REQUIRED ACTION: Please work out how many lines in the material below contain the string "mushroom", and answer with that number only.

*** INPUT MATERIAL ***

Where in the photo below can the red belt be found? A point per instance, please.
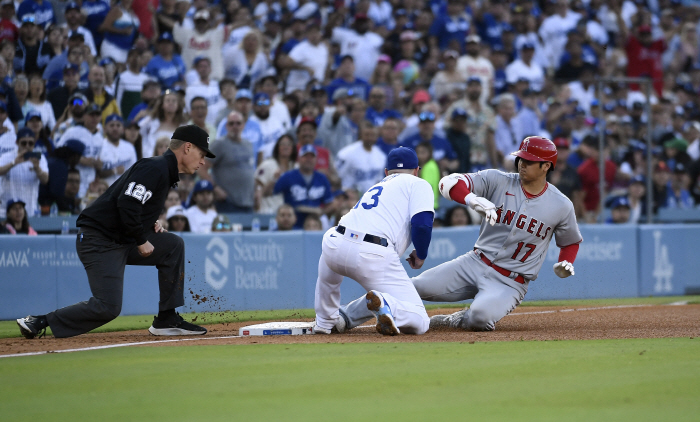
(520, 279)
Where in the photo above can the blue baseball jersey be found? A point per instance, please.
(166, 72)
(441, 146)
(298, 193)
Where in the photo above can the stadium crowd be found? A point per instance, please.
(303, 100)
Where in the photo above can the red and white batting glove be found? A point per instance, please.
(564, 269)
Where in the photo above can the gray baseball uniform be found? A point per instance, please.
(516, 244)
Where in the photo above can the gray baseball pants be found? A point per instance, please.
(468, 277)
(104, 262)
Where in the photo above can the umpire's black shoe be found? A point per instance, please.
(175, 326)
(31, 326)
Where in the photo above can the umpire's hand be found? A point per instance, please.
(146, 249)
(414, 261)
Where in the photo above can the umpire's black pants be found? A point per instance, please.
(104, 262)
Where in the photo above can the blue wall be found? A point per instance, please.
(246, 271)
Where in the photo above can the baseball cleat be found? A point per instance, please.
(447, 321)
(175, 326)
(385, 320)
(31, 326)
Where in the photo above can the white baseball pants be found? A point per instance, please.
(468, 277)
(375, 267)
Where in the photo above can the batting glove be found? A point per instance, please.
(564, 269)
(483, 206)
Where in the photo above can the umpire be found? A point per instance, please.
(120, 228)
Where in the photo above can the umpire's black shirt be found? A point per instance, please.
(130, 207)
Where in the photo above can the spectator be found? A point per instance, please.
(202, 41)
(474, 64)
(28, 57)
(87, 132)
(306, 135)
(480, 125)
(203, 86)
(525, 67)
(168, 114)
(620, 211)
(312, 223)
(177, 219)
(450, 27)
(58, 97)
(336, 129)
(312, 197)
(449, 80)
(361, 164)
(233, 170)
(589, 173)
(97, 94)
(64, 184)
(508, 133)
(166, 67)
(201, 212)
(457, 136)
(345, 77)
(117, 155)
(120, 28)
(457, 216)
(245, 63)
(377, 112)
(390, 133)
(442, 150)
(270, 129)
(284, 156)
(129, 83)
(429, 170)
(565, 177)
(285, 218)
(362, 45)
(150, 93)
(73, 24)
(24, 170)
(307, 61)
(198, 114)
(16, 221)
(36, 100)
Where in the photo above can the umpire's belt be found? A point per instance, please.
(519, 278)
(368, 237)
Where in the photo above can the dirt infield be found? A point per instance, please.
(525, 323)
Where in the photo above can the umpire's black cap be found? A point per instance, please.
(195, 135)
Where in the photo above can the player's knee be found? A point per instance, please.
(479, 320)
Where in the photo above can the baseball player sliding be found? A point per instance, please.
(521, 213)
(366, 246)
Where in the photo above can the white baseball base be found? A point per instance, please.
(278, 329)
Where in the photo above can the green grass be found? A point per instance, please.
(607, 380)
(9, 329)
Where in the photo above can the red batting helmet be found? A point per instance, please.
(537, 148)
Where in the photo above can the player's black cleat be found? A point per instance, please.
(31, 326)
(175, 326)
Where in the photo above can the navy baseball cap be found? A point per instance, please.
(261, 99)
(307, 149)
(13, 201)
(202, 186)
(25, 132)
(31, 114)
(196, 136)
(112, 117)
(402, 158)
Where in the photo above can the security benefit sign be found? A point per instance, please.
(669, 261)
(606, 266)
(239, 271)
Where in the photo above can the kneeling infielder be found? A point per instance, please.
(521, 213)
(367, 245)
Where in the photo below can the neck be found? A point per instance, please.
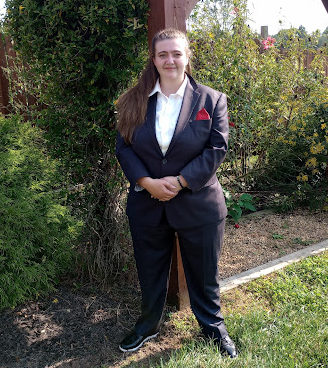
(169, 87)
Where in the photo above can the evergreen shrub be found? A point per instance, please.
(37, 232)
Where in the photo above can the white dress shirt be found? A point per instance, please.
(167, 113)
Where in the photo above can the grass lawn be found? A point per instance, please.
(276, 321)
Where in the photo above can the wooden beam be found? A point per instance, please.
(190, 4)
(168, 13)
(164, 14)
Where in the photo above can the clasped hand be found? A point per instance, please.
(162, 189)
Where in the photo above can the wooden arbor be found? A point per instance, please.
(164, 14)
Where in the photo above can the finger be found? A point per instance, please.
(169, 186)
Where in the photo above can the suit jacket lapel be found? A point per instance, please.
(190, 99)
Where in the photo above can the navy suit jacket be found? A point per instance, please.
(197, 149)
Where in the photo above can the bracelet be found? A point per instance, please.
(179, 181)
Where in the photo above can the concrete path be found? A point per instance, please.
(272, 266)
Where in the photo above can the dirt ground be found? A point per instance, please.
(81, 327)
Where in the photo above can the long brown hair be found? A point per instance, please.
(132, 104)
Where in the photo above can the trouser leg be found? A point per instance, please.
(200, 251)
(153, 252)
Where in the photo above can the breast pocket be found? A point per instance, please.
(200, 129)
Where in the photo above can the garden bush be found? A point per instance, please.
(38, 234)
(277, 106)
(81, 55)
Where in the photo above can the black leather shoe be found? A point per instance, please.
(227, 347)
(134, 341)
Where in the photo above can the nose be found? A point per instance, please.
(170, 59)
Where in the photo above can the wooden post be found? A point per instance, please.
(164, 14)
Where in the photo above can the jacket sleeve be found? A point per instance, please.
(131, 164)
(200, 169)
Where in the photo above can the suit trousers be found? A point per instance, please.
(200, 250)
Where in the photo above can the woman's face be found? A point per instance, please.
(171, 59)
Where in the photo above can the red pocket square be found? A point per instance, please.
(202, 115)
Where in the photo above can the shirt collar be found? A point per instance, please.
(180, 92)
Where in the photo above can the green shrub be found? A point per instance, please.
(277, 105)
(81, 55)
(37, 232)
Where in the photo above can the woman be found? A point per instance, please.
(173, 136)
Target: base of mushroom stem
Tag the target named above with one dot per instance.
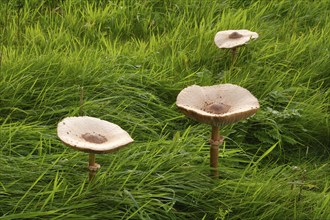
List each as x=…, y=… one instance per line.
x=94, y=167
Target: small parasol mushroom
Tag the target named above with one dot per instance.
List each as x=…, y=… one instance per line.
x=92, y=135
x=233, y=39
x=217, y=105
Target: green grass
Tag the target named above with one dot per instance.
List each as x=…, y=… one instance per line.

*** End of INPUT MATERIAL ***

SOLUTION: 2